- [Work required] Copy every line of the material below word for word, but leave out the pictures.

[Region labeling records]
▶
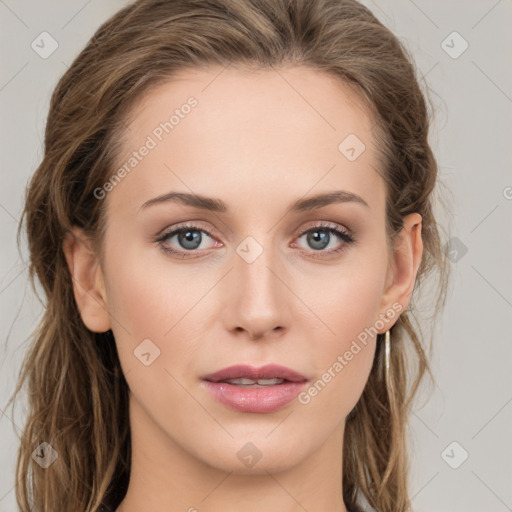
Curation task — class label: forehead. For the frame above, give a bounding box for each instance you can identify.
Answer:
[109,66,383,216]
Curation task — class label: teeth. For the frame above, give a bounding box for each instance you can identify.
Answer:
[224,378,284,387]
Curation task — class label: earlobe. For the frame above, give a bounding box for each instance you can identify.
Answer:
[62,227,111,332]
[381,213,423,332]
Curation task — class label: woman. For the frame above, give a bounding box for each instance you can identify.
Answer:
[7,0,447,512]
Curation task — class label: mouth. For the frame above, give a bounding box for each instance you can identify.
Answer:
[201,364,308,413]
[202,364,308,386]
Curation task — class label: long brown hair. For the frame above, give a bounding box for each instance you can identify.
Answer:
[6,0,448,512]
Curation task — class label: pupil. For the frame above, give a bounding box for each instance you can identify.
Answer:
[308,230,329,250]
[178,230,201,251]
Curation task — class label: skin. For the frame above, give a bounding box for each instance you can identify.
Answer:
[64,67,423,512]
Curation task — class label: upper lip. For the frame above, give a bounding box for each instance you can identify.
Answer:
[202,364,308,382]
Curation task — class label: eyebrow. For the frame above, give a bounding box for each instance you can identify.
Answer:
[141,190,369,213]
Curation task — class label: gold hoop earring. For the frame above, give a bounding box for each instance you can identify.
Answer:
[384,330,391,389]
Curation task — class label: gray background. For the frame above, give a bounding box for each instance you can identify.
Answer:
[0,0,512,512]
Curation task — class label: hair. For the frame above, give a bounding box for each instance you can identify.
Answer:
[5,0,449,512]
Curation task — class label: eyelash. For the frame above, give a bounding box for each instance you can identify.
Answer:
[155,222,356,258]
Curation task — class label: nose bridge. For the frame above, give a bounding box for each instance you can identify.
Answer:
[228,235,289,338]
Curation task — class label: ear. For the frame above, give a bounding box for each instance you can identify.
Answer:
[380,213,423,334]
[62,227,111,332]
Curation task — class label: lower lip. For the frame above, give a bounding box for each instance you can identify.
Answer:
[203,380,306,413]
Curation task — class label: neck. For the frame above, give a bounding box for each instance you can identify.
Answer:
[116,397,347,512]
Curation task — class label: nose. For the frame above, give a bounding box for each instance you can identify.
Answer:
[224,241,293,340]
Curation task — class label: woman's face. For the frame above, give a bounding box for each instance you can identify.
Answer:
[69,67,420,472]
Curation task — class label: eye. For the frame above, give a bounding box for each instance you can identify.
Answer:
[155,223,355,258]
[299,223,355,258]
[155,224,220,258]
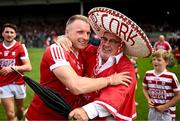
◀
- [Solved exercise]
Curation task — class label: forehead. For the frame above, give a bounding box for each instance you can identify.
Answer:
[109,66,383,216]
Curation task — class label: teeth. For the frame above, give a bounding box for each instance you can identify.
Answer:
[224,378,284,387]
Curation task — class label: earlobe. For the frame above, give a bounding box for each instance you can identify.
Answer:
[62,227,111,332]
[381,213,423,332]
Curation task — class label: woman. For the frame above, give a bounding box for each instance you can identify.
Answer:
[7,0,447,512]
Curation task — class label: mouth. For the frame above, give a bounding box for each instance you can identify.
Answer:
[201,364,308,413]
[202,364,308,386]
Curation task — class label: long brown hair. For the frame above, give a bounding box for each instance you can identify.
Answer:
[6,0,448,512]
Curation task — class label: pupil. For the frame above, give a bounding box for each instance you can identify.
Answer:
[308,230,329,250]
[178,230,201,251]
Curation task — class label: skin. For the frame above, give a bounding box for each instance you can identify.
Answer:
[64,67,423,512]
Curation task — class label: upper lip. For the frame above, give a bounding box for each instance you can identify.
Answer:
[202,364,308,382]
Curation task — class label: eyebrow. For the frame above, give a bounding box for each instance you can identify.
Answer:
[141,190,369,213]
Curation task — class label: gold hoop earring. For the frame above, give a bounding box for each instance you can identify.
Answer:
[384,330,391,389]
Curation task — class label: gray background. For the frame above, give a bounding box for each instance you can identify.
Answer:
[0,0,512,512]
Curation task — class label: hair. For the frame above, give a bounding box for each instance you can identify.
Answer:
[5,0,449,512]
Curation task — class label: eyelash. For the frame above, give a bounding box for each instance you can identify.
Answer:
[155,222,356,258]
Curation task — class label: nose bridge. For the frame above, give a bounding box for each instance you can identify.
Answer:
[228,235,289,338]
Curation task — class label: ear. For the frame above, give a bounding box for each instance you can identify.
Answer:
[380,213,423,334]
[62,227,111,332]
Curation task — class label: lower lip. For the frame above, give a bounding box for each instance you can identify.
Answer:
[203,380,306,413]
Curation task — class label: neck. For the frame above, give a bounding box for each instance you can identify.
Answer:
[116,397,347,512]
Curation task — class label: nose. For the frame above, give a bounding box for each instance you can identify.
Answer:
[224,241,293,340]
Curation task — class label: woman's face. For the frame above, give a bounding box for each instance you can identify.
Answer:
[69,67,420,472]
Curation task — class label: eye. For the frame above, give a bounding box for each instance you can identify.
Answer:
[155,223,355,258]
[299,223,355,258]
[155,224,220,258]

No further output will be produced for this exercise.